Le fond de l’air est frais: something I learned from an old lady claiming it was the most beautiful French saying because it can’t be translated. Demystification of Paris, I think, is what all Parisians seek. Why not make it so unappealing that nobody wants to come back? Sadly, most of these efforts are futile. Thus, I force myself to get cozy with the sight of an American family’s impromptu photo-shoot in front of a pissing SDF in Le Marais. His victory cry breaks through gray whiskers and broken teeth as he happily smashes his bottle on the ground.You can get a bottle of wine for a euro here. The average baguette is 40 centime. Vive la France, I like to say.
****
“I was generally unenthused, I’d say. Yes, well, Versailles was quite far from the center, actually. I had to take three bloody shuttle busses to get there! Surprisingly, though, they sell a mean burger at the Eiffel Tower’s restaurant … well, considering they could charge whatever they wanted for it! What’d you say?”
“I’ve never been.”
“You’ve never been to the top of the Eiffel Tower?”
“No.”
****
I try my best to not discuss Paris with other Americans. The crosscurrent of self-loathing in the acknowledgment of contributing by default to what we hate most about Paris is too grim to bear. The first time I went to the base of the Eiffel Tower, I found myself in tears. So overcome with disgust, I almost institutionalized myself with Paris Syndrome, the phenomenon common among Japanese tourists in which the discrepancy between expectation and reality upon discovering the layer of filth obscuring Paris’ pristine fictional aura sends them into fainting spells and panic attacks. The city is filled with various wellness centers dedicated to easing anxiety and allowing disappointed tourists to cope with what is effectively the momentous Crushing of Dreams.

Entries:
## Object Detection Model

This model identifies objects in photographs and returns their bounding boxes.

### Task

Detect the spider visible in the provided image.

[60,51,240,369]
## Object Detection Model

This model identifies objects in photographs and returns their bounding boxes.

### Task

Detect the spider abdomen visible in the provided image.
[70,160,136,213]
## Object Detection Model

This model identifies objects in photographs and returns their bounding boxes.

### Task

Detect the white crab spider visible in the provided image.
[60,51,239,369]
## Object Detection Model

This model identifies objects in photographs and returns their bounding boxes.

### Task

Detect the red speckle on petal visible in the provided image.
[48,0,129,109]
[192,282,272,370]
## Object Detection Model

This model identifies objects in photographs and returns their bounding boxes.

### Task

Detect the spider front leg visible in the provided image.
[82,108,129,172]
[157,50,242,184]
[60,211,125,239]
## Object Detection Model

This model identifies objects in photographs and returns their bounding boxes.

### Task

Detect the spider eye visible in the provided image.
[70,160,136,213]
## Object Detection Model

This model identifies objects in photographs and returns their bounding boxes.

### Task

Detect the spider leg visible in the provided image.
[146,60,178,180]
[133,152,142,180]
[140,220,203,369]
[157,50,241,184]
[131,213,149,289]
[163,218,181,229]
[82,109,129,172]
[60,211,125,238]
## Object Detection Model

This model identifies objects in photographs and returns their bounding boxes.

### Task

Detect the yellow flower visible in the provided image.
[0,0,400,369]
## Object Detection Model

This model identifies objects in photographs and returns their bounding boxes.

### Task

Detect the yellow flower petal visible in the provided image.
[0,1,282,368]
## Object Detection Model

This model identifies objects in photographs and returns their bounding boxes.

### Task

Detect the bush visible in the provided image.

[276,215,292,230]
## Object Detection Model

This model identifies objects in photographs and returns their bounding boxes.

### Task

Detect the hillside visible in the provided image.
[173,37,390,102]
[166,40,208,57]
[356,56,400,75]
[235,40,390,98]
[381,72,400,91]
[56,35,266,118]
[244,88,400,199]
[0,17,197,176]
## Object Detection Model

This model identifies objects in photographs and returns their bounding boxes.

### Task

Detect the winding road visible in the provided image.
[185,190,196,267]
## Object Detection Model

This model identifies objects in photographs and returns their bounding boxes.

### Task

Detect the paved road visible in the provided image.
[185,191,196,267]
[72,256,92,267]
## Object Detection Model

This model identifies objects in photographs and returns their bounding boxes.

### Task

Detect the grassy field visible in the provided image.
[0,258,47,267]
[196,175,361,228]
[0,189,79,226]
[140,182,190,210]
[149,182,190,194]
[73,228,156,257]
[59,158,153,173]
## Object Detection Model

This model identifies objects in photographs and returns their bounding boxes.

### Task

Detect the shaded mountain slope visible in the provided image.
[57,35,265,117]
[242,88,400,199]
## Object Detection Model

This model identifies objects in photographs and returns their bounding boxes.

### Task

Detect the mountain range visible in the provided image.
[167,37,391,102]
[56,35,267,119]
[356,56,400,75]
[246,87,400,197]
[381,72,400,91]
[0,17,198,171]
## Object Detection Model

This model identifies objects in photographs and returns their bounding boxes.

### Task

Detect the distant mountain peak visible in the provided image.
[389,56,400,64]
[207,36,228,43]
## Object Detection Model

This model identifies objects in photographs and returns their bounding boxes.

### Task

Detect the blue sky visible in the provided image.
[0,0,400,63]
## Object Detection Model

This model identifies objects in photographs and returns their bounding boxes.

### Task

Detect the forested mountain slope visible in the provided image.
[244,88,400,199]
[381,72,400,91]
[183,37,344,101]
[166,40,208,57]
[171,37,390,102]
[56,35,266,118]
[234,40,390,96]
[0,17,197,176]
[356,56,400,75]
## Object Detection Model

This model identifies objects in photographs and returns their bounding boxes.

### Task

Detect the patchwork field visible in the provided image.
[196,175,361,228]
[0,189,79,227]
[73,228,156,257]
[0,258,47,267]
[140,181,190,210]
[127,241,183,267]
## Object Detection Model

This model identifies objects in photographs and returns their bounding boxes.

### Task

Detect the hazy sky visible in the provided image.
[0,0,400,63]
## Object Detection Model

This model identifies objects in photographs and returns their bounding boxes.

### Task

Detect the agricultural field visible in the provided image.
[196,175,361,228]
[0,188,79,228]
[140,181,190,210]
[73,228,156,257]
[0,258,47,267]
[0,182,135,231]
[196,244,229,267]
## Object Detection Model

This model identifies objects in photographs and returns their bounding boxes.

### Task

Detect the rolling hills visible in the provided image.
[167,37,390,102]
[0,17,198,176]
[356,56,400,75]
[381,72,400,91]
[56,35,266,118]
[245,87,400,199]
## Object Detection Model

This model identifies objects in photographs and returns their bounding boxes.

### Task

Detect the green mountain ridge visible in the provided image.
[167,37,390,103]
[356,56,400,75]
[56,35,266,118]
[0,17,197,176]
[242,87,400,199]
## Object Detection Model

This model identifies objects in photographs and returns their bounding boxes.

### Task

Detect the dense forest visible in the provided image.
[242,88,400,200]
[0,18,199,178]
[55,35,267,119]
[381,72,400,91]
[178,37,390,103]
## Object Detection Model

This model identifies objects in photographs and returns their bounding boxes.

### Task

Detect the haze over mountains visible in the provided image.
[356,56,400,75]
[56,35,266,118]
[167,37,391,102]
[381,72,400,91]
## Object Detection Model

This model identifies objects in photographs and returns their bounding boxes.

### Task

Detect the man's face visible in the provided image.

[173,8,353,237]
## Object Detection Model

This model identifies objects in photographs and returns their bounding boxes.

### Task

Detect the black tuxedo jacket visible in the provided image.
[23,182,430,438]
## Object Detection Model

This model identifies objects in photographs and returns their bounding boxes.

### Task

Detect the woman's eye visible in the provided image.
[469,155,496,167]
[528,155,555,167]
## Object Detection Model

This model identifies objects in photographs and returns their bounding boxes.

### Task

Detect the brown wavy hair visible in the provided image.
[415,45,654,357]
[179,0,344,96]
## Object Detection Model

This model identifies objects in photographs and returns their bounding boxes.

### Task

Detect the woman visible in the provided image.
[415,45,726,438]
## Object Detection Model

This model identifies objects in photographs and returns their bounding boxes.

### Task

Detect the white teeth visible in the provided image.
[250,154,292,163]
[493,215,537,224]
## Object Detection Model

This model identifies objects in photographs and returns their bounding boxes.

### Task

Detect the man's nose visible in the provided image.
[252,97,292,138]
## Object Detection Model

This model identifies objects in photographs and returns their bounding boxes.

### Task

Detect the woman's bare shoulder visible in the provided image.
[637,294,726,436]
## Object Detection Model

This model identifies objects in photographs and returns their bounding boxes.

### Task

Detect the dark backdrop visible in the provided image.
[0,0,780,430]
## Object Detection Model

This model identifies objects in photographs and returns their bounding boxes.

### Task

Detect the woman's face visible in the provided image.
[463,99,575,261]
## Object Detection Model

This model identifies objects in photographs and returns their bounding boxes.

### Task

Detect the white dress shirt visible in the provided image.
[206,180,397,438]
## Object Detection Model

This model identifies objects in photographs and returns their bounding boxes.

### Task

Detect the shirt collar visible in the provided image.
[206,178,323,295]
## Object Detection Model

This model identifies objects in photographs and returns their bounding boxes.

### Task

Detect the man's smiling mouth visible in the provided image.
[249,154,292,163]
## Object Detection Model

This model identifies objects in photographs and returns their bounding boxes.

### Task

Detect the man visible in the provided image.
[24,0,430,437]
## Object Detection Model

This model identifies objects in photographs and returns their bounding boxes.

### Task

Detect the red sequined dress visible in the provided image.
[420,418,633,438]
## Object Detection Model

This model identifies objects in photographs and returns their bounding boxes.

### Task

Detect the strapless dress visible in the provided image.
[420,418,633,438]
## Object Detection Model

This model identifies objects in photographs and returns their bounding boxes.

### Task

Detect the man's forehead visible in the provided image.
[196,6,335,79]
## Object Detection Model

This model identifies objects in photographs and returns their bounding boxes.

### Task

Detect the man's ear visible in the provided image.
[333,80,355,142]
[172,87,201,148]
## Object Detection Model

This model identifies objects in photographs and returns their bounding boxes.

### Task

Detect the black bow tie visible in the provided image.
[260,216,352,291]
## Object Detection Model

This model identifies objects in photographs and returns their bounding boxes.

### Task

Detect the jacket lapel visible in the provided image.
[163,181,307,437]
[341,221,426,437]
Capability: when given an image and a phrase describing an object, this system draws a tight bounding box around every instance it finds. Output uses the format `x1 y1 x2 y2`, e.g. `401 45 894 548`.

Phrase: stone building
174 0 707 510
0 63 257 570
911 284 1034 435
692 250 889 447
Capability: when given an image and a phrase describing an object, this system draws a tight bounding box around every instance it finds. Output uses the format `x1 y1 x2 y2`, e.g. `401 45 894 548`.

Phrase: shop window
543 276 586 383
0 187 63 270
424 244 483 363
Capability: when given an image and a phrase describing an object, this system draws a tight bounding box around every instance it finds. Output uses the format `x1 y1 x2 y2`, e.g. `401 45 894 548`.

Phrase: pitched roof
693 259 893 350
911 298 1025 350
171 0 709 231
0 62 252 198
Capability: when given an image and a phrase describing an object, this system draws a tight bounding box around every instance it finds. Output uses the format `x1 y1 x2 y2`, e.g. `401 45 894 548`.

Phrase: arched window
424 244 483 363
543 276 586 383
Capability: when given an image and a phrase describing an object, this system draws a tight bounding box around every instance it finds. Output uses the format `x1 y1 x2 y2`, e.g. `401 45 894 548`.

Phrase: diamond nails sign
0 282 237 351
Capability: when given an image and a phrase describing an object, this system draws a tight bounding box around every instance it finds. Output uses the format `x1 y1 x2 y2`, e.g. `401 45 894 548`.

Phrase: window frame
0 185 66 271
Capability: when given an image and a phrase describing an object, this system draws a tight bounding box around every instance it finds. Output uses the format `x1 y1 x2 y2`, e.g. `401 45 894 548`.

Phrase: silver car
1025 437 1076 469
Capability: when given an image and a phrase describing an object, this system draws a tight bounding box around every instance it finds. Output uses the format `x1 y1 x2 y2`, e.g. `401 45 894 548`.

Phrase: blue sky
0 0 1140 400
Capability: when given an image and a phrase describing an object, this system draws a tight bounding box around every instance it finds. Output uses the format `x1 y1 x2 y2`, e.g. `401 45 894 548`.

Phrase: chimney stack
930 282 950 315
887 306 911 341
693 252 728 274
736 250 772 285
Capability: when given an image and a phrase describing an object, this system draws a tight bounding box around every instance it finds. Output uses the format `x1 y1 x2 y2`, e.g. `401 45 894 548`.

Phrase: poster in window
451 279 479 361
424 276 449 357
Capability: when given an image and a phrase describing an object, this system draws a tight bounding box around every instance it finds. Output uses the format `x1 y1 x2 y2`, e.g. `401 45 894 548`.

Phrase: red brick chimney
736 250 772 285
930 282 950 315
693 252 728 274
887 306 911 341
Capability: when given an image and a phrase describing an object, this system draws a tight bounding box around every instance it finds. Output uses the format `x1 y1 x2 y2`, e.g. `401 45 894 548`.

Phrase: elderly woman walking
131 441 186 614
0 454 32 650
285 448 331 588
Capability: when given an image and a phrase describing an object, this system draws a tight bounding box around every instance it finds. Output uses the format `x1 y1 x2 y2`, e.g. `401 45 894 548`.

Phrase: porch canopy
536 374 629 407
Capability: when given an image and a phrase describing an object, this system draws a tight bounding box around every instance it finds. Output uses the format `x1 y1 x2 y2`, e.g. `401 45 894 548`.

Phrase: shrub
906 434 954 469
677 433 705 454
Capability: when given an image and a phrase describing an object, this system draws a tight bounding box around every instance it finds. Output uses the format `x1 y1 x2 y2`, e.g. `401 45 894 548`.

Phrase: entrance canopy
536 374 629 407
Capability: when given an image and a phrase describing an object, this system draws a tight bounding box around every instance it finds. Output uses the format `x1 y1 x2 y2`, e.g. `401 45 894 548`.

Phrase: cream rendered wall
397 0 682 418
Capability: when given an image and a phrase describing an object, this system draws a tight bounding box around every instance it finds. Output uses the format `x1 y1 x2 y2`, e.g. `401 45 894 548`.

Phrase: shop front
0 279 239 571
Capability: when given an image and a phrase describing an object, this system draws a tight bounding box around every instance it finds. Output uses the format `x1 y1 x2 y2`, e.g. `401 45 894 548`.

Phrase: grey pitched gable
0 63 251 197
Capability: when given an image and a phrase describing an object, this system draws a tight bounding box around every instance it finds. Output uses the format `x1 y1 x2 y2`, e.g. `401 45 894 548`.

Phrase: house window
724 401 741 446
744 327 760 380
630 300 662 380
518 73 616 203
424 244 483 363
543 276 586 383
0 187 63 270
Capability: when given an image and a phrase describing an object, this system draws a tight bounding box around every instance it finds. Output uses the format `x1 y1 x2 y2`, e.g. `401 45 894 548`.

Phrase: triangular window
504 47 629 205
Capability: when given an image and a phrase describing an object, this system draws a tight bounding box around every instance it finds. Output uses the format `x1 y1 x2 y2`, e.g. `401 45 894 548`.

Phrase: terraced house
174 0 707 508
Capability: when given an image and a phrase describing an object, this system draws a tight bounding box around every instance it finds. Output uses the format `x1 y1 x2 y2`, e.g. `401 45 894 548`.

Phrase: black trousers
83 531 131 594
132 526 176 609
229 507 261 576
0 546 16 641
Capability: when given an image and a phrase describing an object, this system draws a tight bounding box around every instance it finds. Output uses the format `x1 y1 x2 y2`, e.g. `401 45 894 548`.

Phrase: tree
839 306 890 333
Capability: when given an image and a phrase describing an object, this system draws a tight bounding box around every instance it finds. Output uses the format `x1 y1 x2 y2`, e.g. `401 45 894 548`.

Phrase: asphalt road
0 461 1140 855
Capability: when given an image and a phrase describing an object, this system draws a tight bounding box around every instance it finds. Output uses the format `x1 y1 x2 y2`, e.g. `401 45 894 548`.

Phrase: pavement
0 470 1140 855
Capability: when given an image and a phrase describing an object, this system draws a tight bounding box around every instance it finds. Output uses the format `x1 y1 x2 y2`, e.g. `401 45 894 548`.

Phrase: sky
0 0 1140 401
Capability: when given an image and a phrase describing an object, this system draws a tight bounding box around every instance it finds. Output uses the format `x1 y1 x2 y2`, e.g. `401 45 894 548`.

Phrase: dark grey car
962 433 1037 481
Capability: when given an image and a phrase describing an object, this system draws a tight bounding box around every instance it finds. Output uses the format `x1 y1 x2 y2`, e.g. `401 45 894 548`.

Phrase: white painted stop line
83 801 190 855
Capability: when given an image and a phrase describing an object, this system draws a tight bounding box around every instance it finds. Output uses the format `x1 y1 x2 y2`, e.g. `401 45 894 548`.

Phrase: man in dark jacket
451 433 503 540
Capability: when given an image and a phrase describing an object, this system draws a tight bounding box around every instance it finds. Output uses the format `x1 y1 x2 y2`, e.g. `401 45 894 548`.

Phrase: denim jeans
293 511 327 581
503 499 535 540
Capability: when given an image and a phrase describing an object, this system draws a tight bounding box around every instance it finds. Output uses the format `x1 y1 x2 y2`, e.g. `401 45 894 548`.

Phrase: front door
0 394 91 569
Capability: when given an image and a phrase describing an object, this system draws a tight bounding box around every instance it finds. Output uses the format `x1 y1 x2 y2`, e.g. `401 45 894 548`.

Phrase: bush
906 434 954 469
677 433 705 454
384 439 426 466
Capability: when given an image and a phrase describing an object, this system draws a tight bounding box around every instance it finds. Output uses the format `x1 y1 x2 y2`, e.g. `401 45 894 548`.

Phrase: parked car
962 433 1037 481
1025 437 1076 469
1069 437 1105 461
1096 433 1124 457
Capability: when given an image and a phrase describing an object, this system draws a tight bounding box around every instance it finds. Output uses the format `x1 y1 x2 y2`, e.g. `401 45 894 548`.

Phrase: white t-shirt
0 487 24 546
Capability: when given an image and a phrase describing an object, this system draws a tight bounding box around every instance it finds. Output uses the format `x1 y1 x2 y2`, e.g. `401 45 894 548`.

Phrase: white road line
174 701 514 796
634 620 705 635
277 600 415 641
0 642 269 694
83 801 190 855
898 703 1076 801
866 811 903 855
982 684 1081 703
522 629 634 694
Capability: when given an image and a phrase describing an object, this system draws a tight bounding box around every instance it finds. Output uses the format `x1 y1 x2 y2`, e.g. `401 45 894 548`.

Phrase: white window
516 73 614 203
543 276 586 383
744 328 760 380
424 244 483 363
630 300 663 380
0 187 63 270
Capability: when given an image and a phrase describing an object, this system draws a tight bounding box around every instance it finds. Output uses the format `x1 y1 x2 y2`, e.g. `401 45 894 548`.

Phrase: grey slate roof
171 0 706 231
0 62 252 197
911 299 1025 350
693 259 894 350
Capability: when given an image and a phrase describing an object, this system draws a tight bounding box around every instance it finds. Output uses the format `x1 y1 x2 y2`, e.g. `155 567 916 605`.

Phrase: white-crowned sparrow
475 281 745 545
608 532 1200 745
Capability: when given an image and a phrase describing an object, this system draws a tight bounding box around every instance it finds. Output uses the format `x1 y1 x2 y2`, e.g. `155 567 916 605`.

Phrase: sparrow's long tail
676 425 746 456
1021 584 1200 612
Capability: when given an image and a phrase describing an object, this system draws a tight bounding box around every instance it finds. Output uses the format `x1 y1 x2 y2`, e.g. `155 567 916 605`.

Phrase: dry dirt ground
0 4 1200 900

Aim A:
Sum up the Paris essay in two sentences.
Aim B:
Write what comes next in the Paris essay, picking up after its final sentence.
The rows come from a different source than the Paris essay.

Task result A:
The narrator, who says all Parisians seek to demystify Paris, describes cheap wine and baguettes, tourists photographing a homeless man in Le Marais, and an exchange about Versailles and the Eiffel Tower in which the narrator admits to never having been to the top. The narrator tries not to discuss Paris with other Americans and recalls nearly succumbing to Paris Syndrome, the shock at the city's filth that sends some Japanese tourists into fainting spells and panic attacks.

Task result B:
The shock of it all is an important first step. I made sure to take my friend, Paris-virgin and guilty of preconceived illusions of grandeur, directly to the Gare du Nord upon arrival. We had come from Milan, so nothing short of a brutal introduction would do to take the aftertaste of four Prada shops in one block out of her mouth. Her bougie afterglow was almost neon. I took her down three levels almost instantaneously: bum piss, screaming migrant children, general dizziness and mild eye-watering every time the doors opened on line eight to let in the stench of rotten fish-farm and dog breath. It is necessary to understand that, if absolutely necessary, it’s possible to successfully avoid travesties like this in Paris. It’s always still possible to hide behind the city’s ornate iron balconies, distressed stone walls, jasmine trees, horseflies … Paris is still very much an untouched gem. I say this unsarcastically.
Beyond the similarly sacrosanct air of its historical milieu and its native residents, however, somewhere north of Oberkampf and west of Belleville, but all over really, the less publicized side of Paris is nothing short of inspiring. It’s Paris and it’s not. There’s a black guy in a metallic suit next to an Asian guy in a snapback next to a mother in a Lanvin turban. They’re all smoking E-cigs, but no, they’re not embarrassed, and yes, they’re all poised to mount their motorcycles and ride off to their jobs at creative tech ateliers. Out comes a baker soaked in sweat and flour: c’est pas une place de parking là! Je rigole … la ville entiere est votre piste ma chérie …
****
I met this guy who owned a record store in the Fifth. We talked for an hour in his shop. He smelled of whiskey, but his eyes were kind, and he said it was his daughter’s birthday.
“All apartment [sic] should have a vegetable jardin on the roof. With doctor and teacher [sic] and avocat all living there. Perfect community.”
“What would be the reason to leave the house, then?”
“For entertainment. For art.”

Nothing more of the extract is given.